(What to produce): Please report each line in the items below that contains the string "small". Case counts.

(Supplied data):
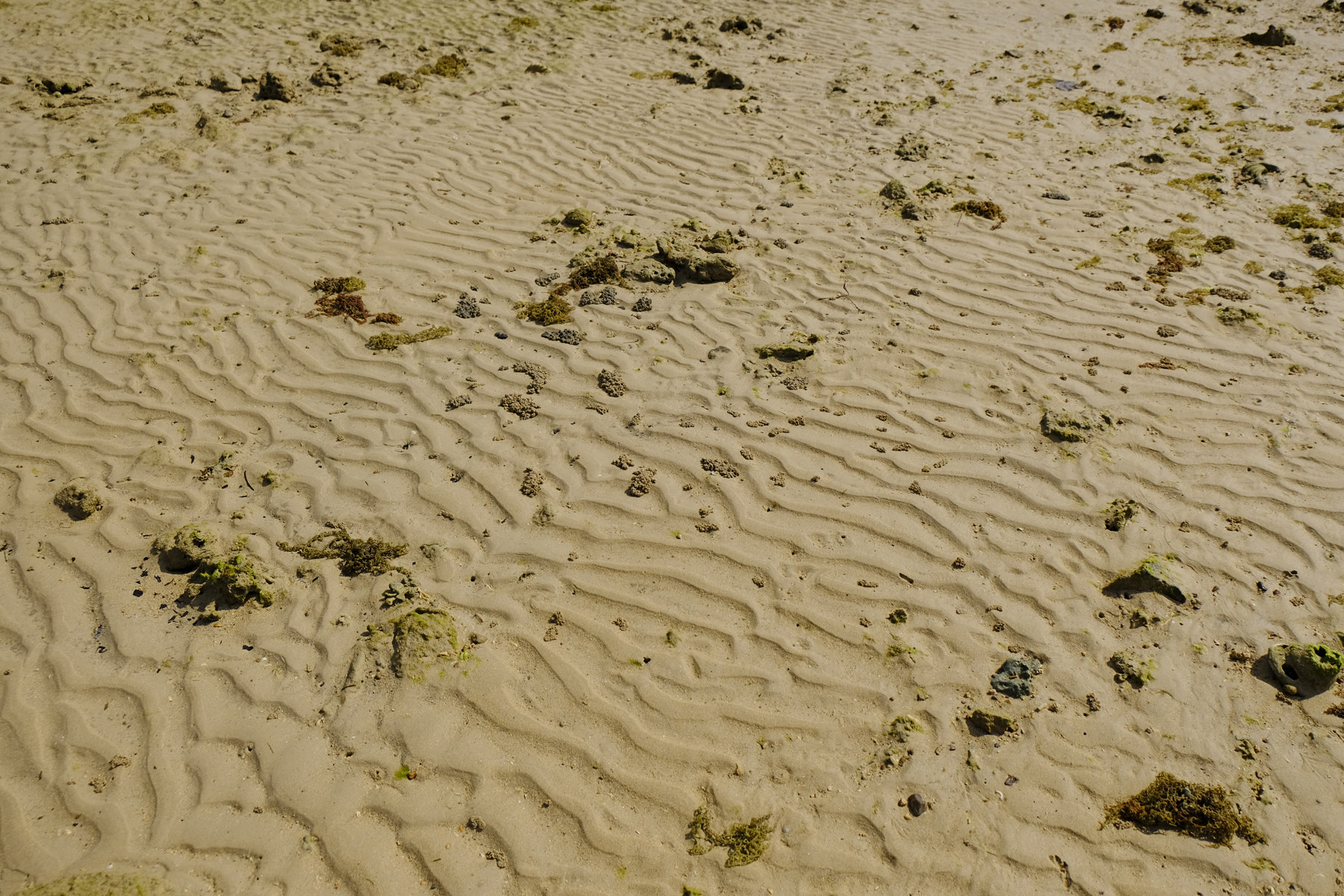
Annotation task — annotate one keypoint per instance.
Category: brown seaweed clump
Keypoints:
(981, 208)
(355, 556)
(342, 305)
(553, 311)
(746, 842)
(1196, 810)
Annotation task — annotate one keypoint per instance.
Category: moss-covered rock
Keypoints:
(1308, 668)
(1195, 810)
(186, 548)
(101, 884)
(991, 723)
(1154, 574)
(421, 640)
(78, 500)
(1074, 426)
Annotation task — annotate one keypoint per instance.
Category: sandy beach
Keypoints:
(671, 448)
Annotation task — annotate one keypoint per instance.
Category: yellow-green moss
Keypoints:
(746, 842)
(391, 340)
(1196, 810)
(355, 556)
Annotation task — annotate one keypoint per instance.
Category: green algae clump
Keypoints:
(553, 311)
(78, 500)
(785, 351)
(391, 340)
(355, 556)
(186, 548)
(1203, 812)
(1152, 574)
(981, 208)
(101, 884)
(992, 723)
(1120, 512)
(329, 285)
(746, 842)
(1331, 276)
(420, 640)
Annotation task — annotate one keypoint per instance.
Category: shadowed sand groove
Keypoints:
(721, 640)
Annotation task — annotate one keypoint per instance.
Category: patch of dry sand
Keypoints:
(648, 570)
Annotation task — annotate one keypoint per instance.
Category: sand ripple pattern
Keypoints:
(742, 664)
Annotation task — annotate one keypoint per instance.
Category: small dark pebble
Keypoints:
(567, 336)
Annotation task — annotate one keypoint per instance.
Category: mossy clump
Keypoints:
(902, 727)
(101, 884)
(1203, 812)
(423, 638)
(1236, 314)
(1331, 276)
(1154, 574)
(746, 842)
(981, 208)
(1308, 668)
(355, 556)
(186, 548)
(1074, 426)
(1137, 672)
(786, 351)
(991, 723)
(329, 285)
(401, 81)
(339, 46)
(600, 270)
(78, 500)
(385, 341)
(1120, 512)
(342, 305)
(553, 311)
(445, 67)
(578, 220)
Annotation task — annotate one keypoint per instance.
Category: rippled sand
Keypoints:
(727, 632)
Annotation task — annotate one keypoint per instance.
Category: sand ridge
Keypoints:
(730, 633)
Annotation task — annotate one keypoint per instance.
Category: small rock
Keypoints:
(226, 81)
(275, 85)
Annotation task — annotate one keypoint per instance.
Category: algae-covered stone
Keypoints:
(1152, 574)
(80, 500)
(694, 264)
(231, 579)
(186, 548)
(650, 270)
(1137, 672)
(423, 638)
(1310, 668)
(991, 723)
(101, 884)
(1074, 426)
(579, 220)
(1014, 676)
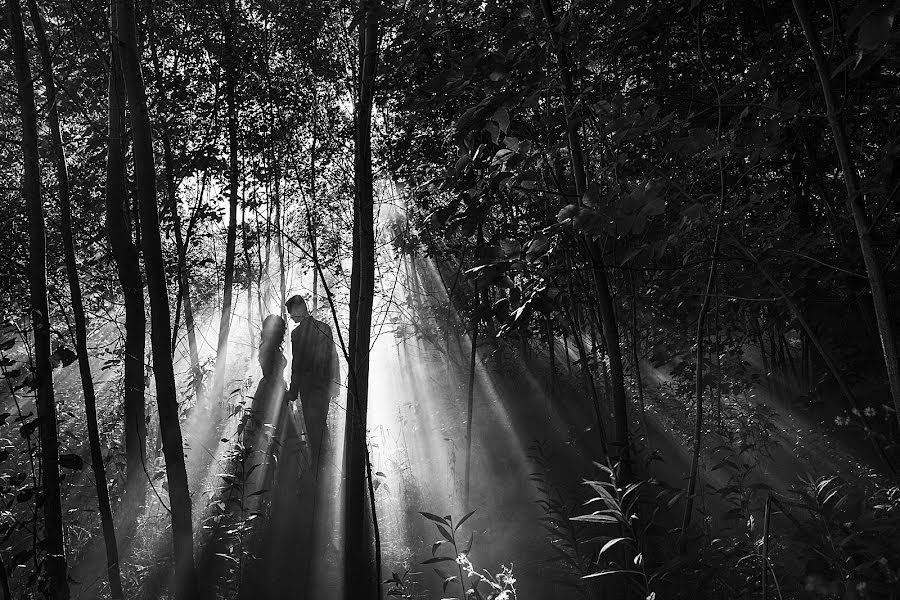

(Solution for this task):
Category: small dark pebble
Category: small rock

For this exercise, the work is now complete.